Repeat the listing that follows, character for character, minus the pictures.

○ ○ ○

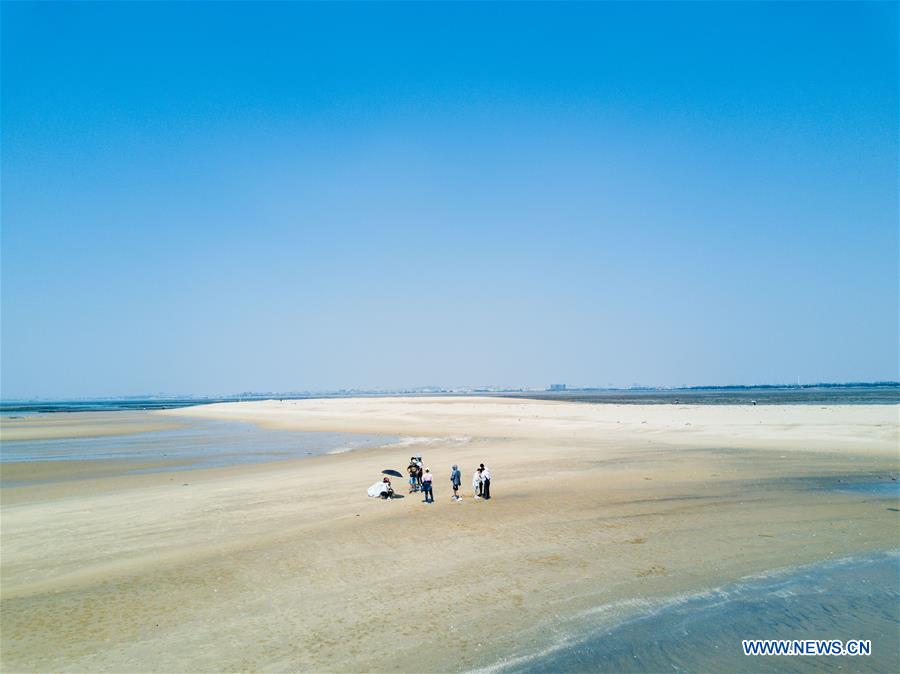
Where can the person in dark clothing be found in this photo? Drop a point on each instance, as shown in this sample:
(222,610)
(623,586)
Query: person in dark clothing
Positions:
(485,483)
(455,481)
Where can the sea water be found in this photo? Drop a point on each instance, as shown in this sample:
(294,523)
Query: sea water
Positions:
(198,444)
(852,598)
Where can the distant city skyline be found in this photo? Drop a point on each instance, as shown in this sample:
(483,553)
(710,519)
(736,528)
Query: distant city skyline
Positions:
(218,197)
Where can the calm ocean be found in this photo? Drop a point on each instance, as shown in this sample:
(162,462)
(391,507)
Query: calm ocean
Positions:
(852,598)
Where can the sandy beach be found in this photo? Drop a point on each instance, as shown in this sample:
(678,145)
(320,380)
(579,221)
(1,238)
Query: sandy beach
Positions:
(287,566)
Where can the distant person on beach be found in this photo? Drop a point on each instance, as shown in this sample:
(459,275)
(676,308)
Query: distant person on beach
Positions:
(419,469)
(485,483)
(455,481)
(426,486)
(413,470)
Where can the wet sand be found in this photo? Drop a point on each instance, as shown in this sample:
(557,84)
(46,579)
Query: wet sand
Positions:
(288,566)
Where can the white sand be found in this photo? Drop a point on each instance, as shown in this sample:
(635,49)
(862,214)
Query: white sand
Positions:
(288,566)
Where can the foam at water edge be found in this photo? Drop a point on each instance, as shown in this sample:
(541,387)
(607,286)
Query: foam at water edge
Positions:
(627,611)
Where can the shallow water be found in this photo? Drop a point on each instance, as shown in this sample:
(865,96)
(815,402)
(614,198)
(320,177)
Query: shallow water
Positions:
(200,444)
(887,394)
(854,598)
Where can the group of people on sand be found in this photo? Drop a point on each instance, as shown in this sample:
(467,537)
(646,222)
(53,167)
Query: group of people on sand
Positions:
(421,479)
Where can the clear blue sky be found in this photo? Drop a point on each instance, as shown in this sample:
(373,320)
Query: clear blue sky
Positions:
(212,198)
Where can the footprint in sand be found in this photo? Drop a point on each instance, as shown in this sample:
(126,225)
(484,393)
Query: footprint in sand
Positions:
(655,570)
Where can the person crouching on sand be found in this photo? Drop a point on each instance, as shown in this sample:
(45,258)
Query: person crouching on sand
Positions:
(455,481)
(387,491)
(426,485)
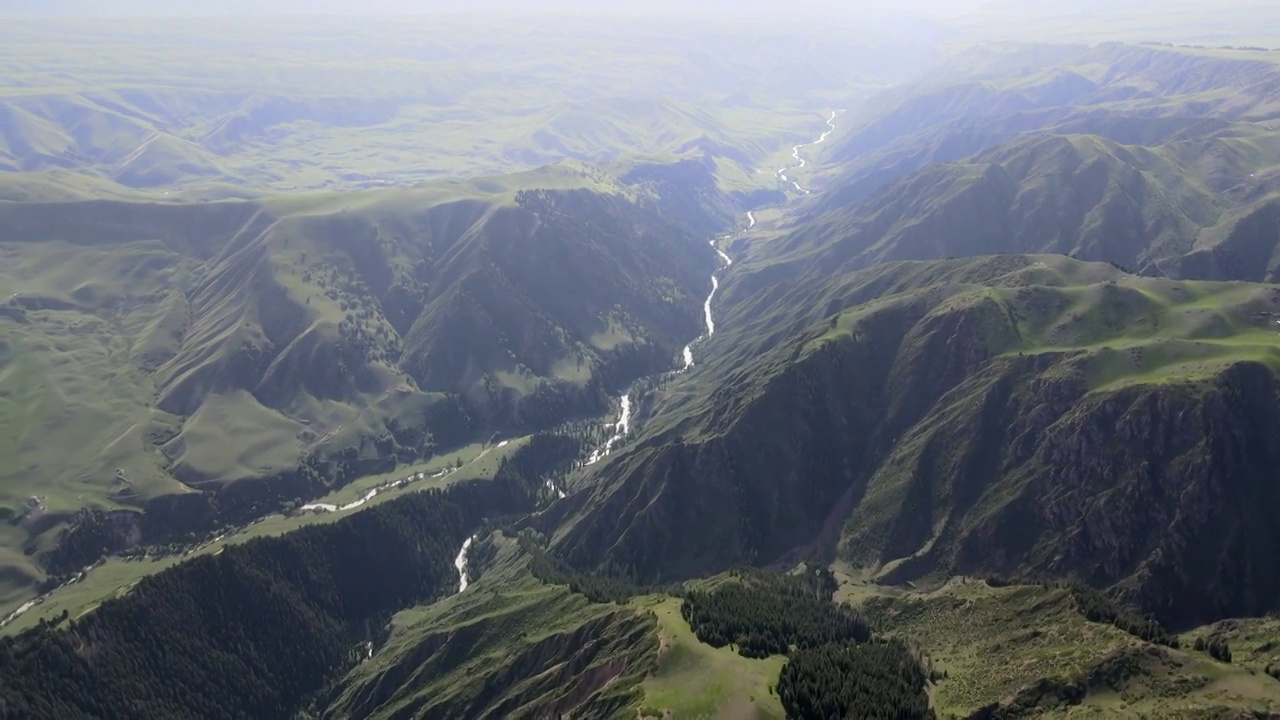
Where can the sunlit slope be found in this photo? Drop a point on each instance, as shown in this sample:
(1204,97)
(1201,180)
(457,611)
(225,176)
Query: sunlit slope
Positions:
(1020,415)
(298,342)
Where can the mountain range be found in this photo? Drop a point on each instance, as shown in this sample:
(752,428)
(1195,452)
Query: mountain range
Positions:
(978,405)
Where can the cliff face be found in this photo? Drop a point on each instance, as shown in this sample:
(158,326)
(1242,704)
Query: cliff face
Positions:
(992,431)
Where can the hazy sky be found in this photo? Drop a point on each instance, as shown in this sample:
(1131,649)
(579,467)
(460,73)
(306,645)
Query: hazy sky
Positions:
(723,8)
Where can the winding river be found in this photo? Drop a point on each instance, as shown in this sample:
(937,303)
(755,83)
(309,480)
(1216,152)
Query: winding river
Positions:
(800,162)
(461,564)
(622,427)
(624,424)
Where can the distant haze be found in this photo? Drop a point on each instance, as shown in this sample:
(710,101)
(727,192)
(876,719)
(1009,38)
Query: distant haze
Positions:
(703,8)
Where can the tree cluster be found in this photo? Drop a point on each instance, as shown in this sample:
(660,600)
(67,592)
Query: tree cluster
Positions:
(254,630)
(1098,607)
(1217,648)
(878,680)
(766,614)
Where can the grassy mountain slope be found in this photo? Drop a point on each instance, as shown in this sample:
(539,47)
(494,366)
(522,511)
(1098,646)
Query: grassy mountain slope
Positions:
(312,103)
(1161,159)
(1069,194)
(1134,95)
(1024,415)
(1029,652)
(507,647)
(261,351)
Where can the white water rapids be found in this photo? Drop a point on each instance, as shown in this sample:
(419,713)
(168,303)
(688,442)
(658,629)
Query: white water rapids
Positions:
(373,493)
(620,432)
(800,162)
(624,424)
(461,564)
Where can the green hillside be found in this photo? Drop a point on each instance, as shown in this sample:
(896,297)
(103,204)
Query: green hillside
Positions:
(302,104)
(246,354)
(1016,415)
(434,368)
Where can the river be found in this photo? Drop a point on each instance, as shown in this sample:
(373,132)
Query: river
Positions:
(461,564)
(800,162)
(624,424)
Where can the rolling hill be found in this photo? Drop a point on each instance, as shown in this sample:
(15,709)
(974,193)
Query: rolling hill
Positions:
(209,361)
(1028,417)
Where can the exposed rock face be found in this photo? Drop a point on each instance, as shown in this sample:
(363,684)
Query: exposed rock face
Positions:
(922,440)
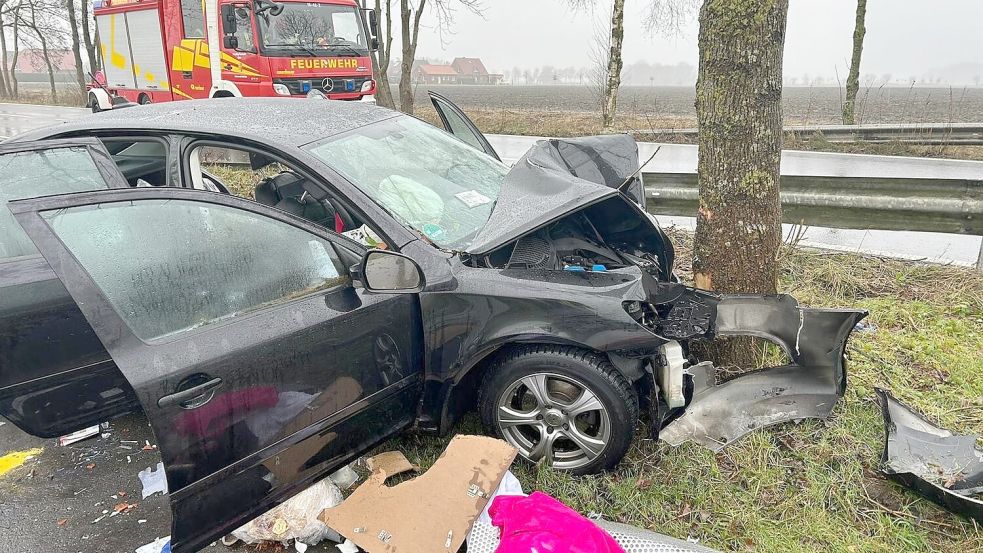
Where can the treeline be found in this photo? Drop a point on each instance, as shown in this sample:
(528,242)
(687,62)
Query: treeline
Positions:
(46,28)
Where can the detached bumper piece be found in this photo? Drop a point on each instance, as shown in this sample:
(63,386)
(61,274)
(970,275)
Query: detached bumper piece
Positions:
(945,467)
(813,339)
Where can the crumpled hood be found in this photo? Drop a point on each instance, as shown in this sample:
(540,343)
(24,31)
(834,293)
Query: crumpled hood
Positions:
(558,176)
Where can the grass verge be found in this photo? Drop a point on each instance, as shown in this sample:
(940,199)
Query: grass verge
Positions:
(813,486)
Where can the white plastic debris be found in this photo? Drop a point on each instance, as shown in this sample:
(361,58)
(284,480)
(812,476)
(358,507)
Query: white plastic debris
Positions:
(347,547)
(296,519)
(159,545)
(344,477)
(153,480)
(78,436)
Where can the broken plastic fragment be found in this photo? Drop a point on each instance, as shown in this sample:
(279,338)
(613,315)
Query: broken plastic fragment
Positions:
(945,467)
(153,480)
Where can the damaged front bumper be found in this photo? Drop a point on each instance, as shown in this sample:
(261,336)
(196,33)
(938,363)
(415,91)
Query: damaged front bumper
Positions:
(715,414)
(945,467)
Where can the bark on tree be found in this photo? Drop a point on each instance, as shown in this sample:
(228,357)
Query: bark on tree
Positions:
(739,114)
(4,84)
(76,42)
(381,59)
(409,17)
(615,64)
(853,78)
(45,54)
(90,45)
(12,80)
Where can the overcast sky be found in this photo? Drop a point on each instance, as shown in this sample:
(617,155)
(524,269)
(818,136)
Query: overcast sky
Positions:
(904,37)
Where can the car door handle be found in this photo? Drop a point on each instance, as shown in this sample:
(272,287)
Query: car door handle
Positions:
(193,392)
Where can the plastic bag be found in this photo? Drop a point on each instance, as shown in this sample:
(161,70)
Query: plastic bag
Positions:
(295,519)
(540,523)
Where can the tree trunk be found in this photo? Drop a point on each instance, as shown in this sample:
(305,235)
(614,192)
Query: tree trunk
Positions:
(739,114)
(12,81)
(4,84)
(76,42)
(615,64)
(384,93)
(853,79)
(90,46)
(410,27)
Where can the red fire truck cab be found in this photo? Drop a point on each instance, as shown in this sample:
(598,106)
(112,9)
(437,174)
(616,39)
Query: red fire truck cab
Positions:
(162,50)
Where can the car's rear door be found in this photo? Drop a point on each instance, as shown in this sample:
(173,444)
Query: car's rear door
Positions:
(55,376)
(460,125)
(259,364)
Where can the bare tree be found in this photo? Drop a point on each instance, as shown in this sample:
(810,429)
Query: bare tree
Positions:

○ ○ ○

### [TASK RESPONSE]
Where can the person in dark clothing be found in this photo? Drop a point on each instance, as shown in this sample:
(222,610)
(623,586)
Query: person in dark clothing
Positions:
(485,483)
(455,481)
Where can the sea water be found in this photo? Drop a point on each instance, as shown in this sample:
(294,523)
Query: sea water
Positions:
(198,444)
(852,598)
Where can the distant city skyline be found in this photo? Drop a point on each instance, as shown in this sample:
(483,553)
(710,519)
(736,528)
Query: distant city skyline
Positions:
(218,197)
Where can the calm ocean be found in this photo? Drop a point on each instance, as shown in this sample:
(162,462)
(391,507)
Query: calm ocean
Positions:
(852,598)
Where can the sandy beach be found in this photo? Drop a point on each instance, as shown in this sample:
(678,145)
(320,380)
(579,221)
(1,238)
Query: sandy beach
Positions:
(287,566)
Where can the distant person on beach be found in this photo? Drop a point on each instance, as shown in this sample:
(459,275)
(676,308)
Query: distant person on beach
Positions:
(419,469)
(485,483)
(455,481)
(426,486)
(413,470)
Where can the wet sand be found in this photo? Drop a point on each instance, as shown in this sample:
(557,84)
(46,579)
Query: wet sand
Positions:
(288,566)
Where can the white sand be found in this photo? Drop a point on each instance, as shown in this sample:
(635,49)
(862,214)
Query: white sand
Positions:
(288,566)
Where can the foam at water edge be found in this photo? Drop a point on each instance, as shown in this sample:
(541,387)
(607,286)
Query: foam at water edge
Positions:
(627,611)
Where can the shallow water be found in this photo? Drop a point on each instance, as shown in this sample:
(865,96)
(815,402)
(614,198)
(320,177)
Query: shallow water
Positions:
(200,444)
(887,394)
(854,598)
Where can the group of people on sand be found in this photo? Drop a point on each instance, as shown in this sample:
(467,537)
(646,222)
(53,167)
Query: group of people on sand
Positions:
(421,479)
Where can the clear blue sky be found in this photo? Drop a point on each instance, as shown in this sample:
(373,320)
Query: clear blue sky
Positions:
(212,198)
Where can the footprint in sand be found in this photo? Drop a point on each instance, as shown in this sample:
(126,225)
(484,393)
Query: footprint in sand
Positions:
(655,570)
Where can the person crouching on sand be found in this photo? Drop a point on each instance, as shown in this sample:
(45,258)
Query: person crouching on sand
Positions:
(455,481)
(387,491)
(426,485)
Where can the sunlit slope be found in this photo? Drop a point on each instance, as shown in this sample:
(1204,97)
(1201,180)
(457,611)
(225,176)
Query: sunlit slope
Positions:
(1020,415)
(298,342)
Where can the mountain range be found in this photo? Drop a point on each instance, as shown in this sample:
(752,428)
(1195,452)
Query: mountain range
Positions:
(978,405)
Where can the cliff face be found in this photo? Drop a point on each instance, as shown in this sample:
(158,326)
(1242,704)
Query: cliff face
Positions:
(992,431)
Where can the hazy sky be found in this photo? Drop a point on each instance, as shown in this sample:
(1131,649)
(579,467)
(460,73)
(306,645)
Query: hazy sky
Positions:
(723,8)
Where can the winding river be found in this photo? Drop a point on each instance, as shown in this sample:
(937,303)
(755,83)
(309,480)
(1216,152)
Query: winding river
Positions:
(800,162)
(461,564)
(622,427)
(624,424)
Where can the distant haze be found in this photo? Drop a point on each instance, as shown in this sample:
(710,101)
(727,192)
(876,719)
(1009,38)
Query: distant haze
Positions:
(703,8)
Where can the tree cluster be found in this photo? Drop a point on each instance, as shown in this sample:
(660,600)
(67,592)
Query: tree cluster
Positions:
(254,630)
(1098,607)
(1217,648)
(878,680)
(766,614)
Where can the grassy mountain slope be found in this photo? Drop a point on each instance, as shown in this sample:
(539,47)
(494,366)
(522,511)
(1098,646)
Query: grassy mountain slope
Positions:
(312,103)
(1161,159)
(1069,194)
(1134,95)
(1024,415)
(1029,652)
(507,647)
(261,351)
Where can the white water rapids be found in this photo? Drop a point on each instance, as shown in this sample:
(419,713)
(168,303)
(688,442)
(658,629)
Query: white water rapids
Positions:
(373,493)
(620,432)
(800,162)
(624,424)
(461,564)
Where can the green hillside be found in this photo? Drop a point on each instance, as shown in this sample:
(896,297)
(103,204)
Query: green hillside
Positions:
(302,104)
(246,354)
(1016,415)
(434,368)
Where can the river be found in this photo? Drop a point on each instance, as shown in this sample:
(373,132)
Query: river
Positions:
(461,564)
(800,162)
(624,424)
Where can the rolling hill be found in this photo? Drop a point on each instance, as shown in this sample:
(15,709)
(974,193)
Query: rolling hill
Positions:
(209,361)
(1028,417)
Where can the exposed rock face be found in this photo? Drop a point on each instance, as shown in this sample:
(363,684)
Query: exposed rock face
Positions:
(922,440)
Where can the treeline be found in this photo? Drop a point on each instance, as shown in this sample:
(528,242)
(687,62)
Query: treeline
Positions:
(46,28)
Where can the detached bumper piece be found in this photo? Drop a point on each instance, as shown in this sample:
(63,386)
(61,274)
(970,275)
Query: detached bumper piece
Positions:
(945,467)
(813,339)
Where can the crumpled hood be found in this photo? Drop a point on each instance, as shown in this sample:
(540,343)
(24,31)
(834,293)
Query: crumpled hood
Positions:
(558,176)
Where can the grass verge be found in this photo? Drop a point on each instance, as shown in this sample:
(940,199)
Query: grass verge
Positions:
(813,486)
Where can the white plastic debris be found in this photo? Drop a point on each instance, as shown in this sample:
(361,58)
(284,480)
(812,476)
(358,507)
Query: white plastic debris
Positions:
(347,547)
(296,519)
(159,545)
(344,477)
(153,480)
(78,436)
Where can the broken plastic fragment be found in this photo? Drop a point on each instance, as shown in this sample:
(279,338)
(613,315)
Query: broken plastic fragment
Positions:
(945,467)
(153,480)
Where can the damaged front bumper be found in this photo? Drop a point on each instance, as shown in this sample:
(261,336)
(196,33)
(938,363)
(415,91)
Query: damaged front bumper
Positions:
(715,414)
(945,467)
Where can the bark on tree be found in this photo? Drop a point on each instance, as shown in this sample:
(228,357)
Query: bark on tree
Positions:
(739,114)
(4,84)
(76,42)
(381,59)
(409,17)
(615,64)
(853,78)
(45,54)
(90,45)
(12,80)
Where can the overcast sky be found in this photo? Drop a point on each instance, as shown in this sample:
(617,155)
(524,269)
(818,136)
Query: overcast sky
Positions:
(904,37)
Where can the car door handle be found in this photo? Drop a point on each instance, as shown in this sample:
(272,287)
Query: car door handle
Positions:
(193,392)
Where can the plastic bag be found in this photo? Drop a point on each instance, as shown in this sample:
(161,70)
Query: plastic bag
Positions:
(295,519)
(540,523)
Where can the tree trunk be found in this photo? Drop a point on each instance, as shown in this sample:
(305,235)
(614,192)
Query: tree trunk
Positions:
(739,114)
(12,81)
(4,84)
(76,42)
(615,64)
(384,93)
(853,79)
(90,46)
(410,27)
Where can the red fire truck cab be found in this photo? Drop a point on each instance, as shown in this sample:
(598,106)
(112,9)
(437,174)
(616,39)
Query: red fire truck cab
Positions:
(162,50)
Where can the car's rear door be found in this photo? Drop a point on each instance, as shown in this sample:
(173,444)
Query: car's rear door
Positions:
(55,376)
(460,125)
(259,364)
Where can the bare tree be found in this photo? Drop a point on each instance, as shown in this sample:
(810,429)
Query: bare tree
Positions:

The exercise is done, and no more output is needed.